Physiological Benefits From a Massage Chair
A massage chair client of mine forwarded a link to me from the Wall Street Journal regarding recent studies on the topic of massage and it’s physiological benefits.
Much of what the article discussed has already been addressed by yours truly in previous articles and blog posts, such as boosted immune system, improved lung function, and decreased pain and stiffness in osteoarthritis, but I thought I’d go into a bit more detail about each of them and the studies referenced in this article, along with a new study touting a new benefit that I found rather interesting.
Potential Massage Chair Benefits:
1. Many of our massage chair clients buy massage chairs because they help with their pain from osteoarthritis. With osteoarthritis (or degenerative arthritis) joint pain and muscle pain are not uncommon. The study referenced in this article was a 2006 Archives of Internal Medicine piece showing how a full-body swedish massage helped reduce arthritis pain symptoms of the knee. The participants in the study were massaged 2x per week for 4 weeks and then 1x per week for another 4 weeks.
The results were pretty cool: less pain, less stiffness, increased range of motion, and less time to walk a 50 foot path. I have found in my personal experience that massage chairs to tend to reduce arthritis pain and stiffness in many joints of the body, as well as increase range of motion.
2. A 2009 study of 30 participants demonstrated boosted immune reponse and lower heart rate and blood pressure. The participants were women with breast cancer undergoing radiation treatment.
The notion that massage can reduce pain and stiffness is a natural given, but the idea of a more visceral benefit, i.e. immune system, heart rate, and blood pressure is fascinating.
3. Asthmatic children who received 20 minute massages nightly from their parents for 5 weeks, along with their standard asthma treatment, improved their lung function compared to a group of children who only received the standard asthma treatment. This is from a 2011 study.

####

> **REQUIRED ACTIONS**:
(a) Can you rewrite the massage chair article from "The results were" to "pressure is fascinating.", substituting "tightness" for "stiffness"?
(b) What does the massage chair article say in answer to these?
(i) How many participants took part in the 2009 study?
(ii) In what year did the Archives of Internal Medicine piece on knee arthritis appear?
(iii) How long was each nightly massage the asthmatic children received?
(c) Can you extend the massage chair article, picking up after its last sentence?

####

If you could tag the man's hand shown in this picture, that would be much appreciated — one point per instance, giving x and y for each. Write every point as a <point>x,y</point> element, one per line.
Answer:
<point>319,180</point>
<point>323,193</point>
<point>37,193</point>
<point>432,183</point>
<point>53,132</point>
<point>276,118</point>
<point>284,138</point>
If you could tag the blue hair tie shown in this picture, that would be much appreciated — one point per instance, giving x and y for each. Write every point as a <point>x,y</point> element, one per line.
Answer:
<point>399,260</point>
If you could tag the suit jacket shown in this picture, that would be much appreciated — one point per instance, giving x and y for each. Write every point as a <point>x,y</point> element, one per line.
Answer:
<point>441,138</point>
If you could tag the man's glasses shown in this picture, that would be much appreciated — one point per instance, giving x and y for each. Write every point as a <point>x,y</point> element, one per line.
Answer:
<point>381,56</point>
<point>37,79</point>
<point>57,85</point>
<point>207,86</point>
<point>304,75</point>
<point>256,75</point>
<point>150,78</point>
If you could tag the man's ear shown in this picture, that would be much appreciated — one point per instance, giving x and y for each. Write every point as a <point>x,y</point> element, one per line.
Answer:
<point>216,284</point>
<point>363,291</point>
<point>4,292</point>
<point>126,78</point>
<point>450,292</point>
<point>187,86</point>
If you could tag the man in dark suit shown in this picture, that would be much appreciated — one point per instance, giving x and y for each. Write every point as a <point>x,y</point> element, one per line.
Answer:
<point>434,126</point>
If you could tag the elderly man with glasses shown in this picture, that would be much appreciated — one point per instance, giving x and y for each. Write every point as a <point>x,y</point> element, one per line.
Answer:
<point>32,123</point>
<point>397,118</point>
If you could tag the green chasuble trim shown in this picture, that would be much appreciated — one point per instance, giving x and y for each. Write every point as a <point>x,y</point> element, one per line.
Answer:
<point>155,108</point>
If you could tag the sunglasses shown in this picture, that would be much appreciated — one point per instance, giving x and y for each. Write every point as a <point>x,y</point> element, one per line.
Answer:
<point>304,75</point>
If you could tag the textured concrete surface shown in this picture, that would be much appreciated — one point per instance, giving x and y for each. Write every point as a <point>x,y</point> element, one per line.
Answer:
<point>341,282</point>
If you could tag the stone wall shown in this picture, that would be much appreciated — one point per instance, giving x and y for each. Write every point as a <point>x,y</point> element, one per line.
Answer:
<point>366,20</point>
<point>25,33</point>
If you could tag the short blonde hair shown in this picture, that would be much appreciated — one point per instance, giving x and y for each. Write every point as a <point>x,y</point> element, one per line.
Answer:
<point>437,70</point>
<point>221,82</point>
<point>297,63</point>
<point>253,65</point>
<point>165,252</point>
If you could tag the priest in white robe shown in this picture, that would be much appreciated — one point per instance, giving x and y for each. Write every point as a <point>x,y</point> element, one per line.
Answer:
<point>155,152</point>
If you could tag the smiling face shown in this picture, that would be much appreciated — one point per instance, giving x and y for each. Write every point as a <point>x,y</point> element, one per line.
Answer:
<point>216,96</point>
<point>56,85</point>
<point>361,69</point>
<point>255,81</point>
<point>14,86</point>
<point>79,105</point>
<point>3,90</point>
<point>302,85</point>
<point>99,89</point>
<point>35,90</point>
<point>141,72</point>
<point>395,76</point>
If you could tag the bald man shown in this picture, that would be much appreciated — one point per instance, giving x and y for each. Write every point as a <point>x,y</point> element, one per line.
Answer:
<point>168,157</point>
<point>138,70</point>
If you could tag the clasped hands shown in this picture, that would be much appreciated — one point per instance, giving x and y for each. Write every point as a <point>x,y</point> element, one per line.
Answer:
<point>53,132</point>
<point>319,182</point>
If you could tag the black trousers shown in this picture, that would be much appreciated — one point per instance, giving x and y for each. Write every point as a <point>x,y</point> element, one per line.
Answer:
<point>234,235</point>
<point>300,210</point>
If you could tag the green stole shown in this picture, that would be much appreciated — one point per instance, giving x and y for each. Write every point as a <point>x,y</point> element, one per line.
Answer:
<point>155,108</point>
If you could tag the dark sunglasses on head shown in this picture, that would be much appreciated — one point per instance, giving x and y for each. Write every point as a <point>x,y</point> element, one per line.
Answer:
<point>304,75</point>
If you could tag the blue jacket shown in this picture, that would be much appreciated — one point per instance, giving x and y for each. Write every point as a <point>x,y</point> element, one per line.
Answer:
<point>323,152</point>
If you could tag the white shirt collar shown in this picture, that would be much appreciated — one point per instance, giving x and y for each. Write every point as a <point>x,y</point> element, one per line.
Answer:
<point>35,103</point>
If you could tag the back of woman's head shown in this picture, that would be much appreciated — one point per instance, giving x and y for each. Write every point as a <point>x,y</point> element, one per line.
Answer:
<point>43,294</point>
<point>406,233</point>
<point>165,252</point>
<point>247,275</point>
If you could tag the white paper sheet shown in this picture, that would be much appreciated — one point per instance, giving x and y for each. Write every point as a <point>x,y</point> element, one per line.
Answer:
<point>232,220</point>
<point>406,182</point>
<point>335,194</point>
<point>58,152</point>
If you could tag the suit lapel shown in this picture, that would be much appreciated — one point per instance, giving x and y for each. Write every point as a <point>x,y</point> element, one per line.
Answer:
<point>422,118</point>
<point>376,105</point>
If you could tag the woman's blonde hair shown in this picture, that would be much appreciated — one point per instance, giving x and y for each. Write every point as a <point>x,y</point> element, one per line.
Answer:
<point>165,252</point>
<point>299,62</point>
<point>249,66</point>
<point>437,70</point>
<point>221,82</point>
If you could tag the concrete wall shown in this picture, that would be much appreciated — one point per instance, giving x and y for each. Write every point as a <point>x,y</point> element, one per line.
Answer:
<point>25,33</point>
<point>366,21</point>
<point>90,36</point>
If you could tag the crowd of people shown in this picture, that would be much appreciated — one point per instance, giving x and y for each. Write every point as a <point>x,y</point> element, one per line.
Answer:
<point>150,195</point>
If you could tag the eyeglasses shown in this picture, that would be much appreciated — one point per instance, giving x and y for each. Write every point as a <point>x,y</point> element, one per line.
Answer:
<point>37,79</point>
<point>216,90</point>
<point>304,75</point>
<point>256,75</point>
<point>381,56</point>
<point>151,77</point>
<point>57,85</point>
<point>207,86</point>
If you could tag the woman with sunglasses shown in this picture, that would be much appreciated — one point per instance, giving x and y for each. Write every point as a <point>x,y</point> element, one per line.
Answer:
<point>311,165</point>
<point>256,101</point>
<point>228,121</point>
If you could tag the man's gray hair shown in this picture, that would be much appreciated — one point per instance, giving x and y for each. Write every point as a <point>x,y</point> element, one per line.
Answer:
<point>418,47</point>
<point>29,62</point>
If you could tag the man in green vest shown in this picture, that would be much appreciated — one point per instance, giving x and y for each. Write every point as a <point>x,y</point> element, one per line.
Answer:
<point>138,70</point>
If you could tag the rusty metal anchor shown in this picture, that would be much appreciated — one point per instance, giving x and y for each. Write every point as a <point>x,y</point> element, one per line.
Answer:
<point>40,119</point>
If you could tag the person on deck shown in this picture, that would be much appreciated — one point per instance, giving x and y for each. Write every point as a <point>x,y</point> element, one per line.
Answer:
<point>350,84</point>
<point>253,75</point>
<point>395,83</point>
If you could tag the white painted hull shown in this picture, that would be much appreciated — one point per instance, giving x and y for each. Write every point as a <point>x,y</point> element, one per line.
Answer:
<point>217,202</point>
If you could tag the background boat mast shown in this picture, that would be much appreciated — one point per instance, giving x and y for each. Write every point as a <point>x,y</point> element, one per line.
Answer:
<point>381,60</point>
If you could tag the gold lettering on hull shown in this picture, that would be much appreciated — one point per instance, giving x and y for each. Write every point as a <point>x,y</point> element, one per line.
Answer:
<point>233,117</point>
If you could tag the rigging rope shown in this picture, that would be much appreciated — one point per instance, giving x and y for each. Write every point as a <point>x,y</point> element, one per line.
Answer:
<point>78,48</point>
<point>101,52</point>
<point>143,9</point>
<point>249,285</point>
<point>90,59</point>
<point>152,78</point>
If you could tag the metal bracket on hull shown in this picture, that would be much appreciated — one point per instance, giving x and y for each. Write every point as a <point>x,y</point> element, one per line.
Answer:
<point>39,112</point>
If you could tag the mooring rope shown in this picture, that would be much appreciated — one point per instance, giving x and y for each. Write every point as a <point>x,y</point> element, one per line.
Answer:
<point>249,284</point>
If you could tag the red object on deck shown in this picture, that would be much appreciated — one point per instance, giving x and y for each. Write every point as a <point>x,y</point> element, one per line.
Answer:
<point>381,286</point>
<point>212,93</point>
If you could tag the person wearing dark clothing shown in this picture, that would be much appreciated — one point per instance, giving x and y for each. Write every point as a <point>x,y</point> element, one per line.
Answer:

####

> **SOLVED TASKS**:
(a)
The results were pretty cool: less pain, less tightness, increased range of motion, and less time to walk a 50 foot path. I have found in my personal experience that massage chairs to tend to reduce arthritis pain and tightness in many joints of the body, as well as increase range of motion.
2. A 2009 study of 30 participants demonstrated boosted immune reponse and lower heart rate and blood pressure. The participants were women with breast cancer undergoing radiation treatment.
The notion that massage can reduce pain and tightness is a natural given, but the idea of a more visceral benefit, i.e. immune system, heart rate, and blood pressure is fascinating.

(b)
(i) 30
(ii) 2006
(iii) 20 minutes

(c)
I have seen many clients use a massage chair in our showroom and then mention that they felt they could breathe deeper after a session on the chair. It does not surprise me in the least that asthmatics lung function was improved following massage treatments.
4. A study done on 53 participants in 2010 compared the effects of one 45-minute swedish massage to a 45-minute session of just light touch. The results are pretty cool…the folks who had received the massage had 1.) a large decrease in arginine-vasopressin, which is a hormone that increases with stress and aggressive behavior, and 2.) lower levels of cortisol, which is a stress hormone, and 3.) a decrease in cytokine proteins, which are active participants in the inflammation and allergic reactions of the body.
5. I found this final study to be very interesting, albeit a small study. This study found that a 10-minute massage promoted muscle recovery after exercising. The study involved 11 young men who were asked to exercise to exhaustion. Immediately after the exercise, each of the young men received a massage in one leg.
Muscle biopsies were taken right before the exercise, right after the massage, and then 2.5 hours after that. The biopsies were taken from each leg, the massaged leg and the unmassaged leg (quad muscles). The results of the biopsies showed that the massage boosted the production of mitochondria, which is the cellular component in everyone’s body that creates the energy for the body, and reduced proteins associated with inflammation in the muscles.
It all sounds pretty good, eh?
Well, the bottom line, in my mind, is massage is massage, whether it is from human hands or the robotic rollers of a massage chair.